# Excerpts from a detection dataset
((

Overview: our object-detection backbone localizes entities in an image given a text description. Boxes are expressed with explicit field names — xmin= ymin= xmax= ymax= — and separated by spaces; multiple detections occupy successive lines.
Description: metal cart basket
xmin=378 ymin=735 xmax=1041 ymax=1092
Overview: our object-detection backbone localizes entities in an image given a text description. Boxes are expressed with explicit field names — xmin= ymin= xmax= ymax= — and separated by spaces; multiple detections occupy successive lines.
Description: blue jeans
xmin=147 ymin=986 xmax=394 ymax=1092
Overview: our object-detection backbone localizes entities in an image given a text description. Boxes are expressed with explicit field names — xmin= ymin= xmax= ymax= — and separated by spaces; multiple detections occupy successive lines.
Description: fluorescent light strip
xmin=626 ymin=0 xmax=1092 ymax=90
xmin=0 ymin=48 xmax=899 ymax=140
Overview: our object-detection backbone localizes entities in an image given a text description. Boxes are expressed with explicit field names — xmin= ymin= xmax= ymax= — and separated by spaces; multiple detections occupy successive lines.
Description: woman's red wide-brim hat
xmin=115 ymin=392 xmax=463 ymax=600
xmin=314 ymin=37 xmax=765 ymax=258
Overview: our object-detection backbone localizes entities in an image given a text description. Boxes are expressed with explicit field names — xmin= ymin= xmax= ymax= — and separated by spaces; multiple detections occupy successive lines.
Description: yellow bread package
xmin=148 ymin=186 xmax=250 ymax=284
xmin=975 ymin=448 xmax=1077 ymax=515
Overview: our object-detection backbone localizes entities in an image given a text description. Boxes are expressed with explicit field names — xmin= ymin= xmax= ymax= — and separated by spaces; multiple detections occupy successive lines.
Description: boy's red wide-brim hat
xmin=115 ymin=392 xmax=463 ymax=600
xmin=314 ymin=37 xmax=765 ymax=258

))

# Work to complete
Return each line of the listing above that contains the string "brim". Case counts.

# Answer for the task
Description: woman's red wide-brim hat
Description: boy's red wide-brim hat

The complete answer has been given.